▶ [PASSAGE]
.....

The surviving records of The Bank of Liverpool constitute one of the best collections of joint stock banking records held by Barclays Group Archives.
The directors' minutes and annual reports are complete for the whole life of the company. A series of volumes described as 'private minute book' also survives from 1834 to 1904. These appear to have been kept by the general manager and latterly branch managers, under the supervision of the managing directors: they contain notes on customers, the status of their accounts and comments about their business.
One of the most significant items in the collection is a series of letters written to Joseph Langton, general manager between 1831 and 1838, mostly by George Carr Glyn, senior partner of London bankers Glyn, Hallifax, Mills & Co., who acted as one of the Liverpool bank's London agents. As Michael Collins summarised in his article about the correspondence (see Bibliography below), 'The letters are interesting on a number of counts. They give details of a relationship between a large provincial banking company and its London and country agents; they illuminate some important features of the financial and commercial crisis of 1836-37 and the opinions of informed bankers on the state of the economy; and, finally, they offer an interesting insight into Bank of England policy...' In addition there is a customer reference book which, besides notes and recommendations on customer accounts, signed memoranda of directors concerning the bank's lending policy in 1837.
Reference is also made in this entry to items classified as branch records, the most significant of these being an unbroken series of numbered reference books (unique amongst BGA's archives), containing bankers' opinions about customers, principally business customers, covering the period from 1845 onwards, which continues the earlier series of similar records kept by the general manager and board from the inception of the Bank.
There is a good series of shareholders' records from the initiation of the company onwards, enabling the identity, occupations and status of stock holders to be traced over a long period.
A cash book for the 1830s-50s records detailed expenditure on the office operations of the Bank, including specific mention of the use of telegraphic messages from 1853 onwards.

.....

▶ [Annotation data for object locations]
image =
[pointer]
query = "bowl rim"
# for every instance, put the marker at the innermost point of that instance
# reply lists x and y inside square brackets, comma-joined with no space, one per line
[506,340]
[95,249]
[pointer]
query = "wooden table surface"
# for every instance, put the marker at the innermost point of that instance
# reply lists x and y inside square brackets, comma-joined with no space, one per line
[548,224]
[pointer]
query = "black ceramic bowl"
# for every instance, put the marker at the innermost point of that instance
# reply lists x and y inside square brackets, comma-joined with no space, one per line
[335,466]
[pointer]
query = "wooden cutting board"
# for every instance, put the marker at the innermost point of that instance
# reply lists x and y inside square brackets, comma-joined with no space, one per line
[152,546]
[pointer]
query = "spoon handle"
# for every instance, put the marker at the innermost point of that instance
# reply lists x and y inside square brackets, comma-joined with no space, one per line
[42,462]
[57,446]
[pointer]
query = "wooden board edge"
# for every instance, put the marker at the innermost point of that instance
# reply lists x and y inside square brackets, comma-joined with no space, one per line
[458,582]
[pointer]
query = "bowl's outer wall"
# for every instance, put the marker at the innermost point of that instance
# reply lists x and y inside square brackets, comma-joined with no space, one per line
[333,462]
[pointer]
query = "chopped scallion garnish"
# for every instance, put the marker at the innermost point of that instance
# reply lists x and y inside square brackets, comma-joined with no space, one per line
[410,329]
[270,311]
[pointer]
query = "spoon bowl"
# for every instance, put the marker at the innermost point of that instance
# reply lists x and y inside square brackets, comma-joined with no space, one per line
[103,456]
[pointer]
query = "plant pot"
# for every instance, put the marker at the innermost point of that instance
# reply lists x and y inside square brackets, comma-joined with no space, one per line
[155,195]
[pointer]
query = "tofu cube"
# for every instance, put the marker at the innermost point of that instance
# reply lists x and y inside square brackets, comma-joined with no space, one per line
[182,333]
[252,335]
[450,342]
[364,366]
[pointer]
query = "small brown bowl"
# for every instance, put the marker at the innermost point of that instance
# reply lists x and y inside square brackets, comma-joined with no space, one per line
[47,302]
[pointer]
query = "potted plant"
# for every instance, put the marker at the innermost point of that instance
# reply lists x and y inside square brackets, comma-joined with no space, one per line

.....

▶ [WHAT TO WORK ON]
A) Return, word for word, everything in the archive description from "The surviving records" down to "about their business.".
B) Count the lines in the rows that contain the string "bowl", treating uppercase and lowercase as distinct, and reply with the number alone.

▶ [RESULTS FOR THE EXERCISE]
A)
The surviving records of The Bank of Liverpool constitute one of the best collections of joint stock banking records held by Barclays Group Archives.
The directors' minutes and annual reports are complete for the whole life of the company. A series of volumes described as 'private minute book' also survives from 1834 to 1904. These appear to have been kept by the general manager and latterly branch managers, under the supervision of the managing directors: they contain notes on customers, the status of their accounts and comments about their business.

B) 5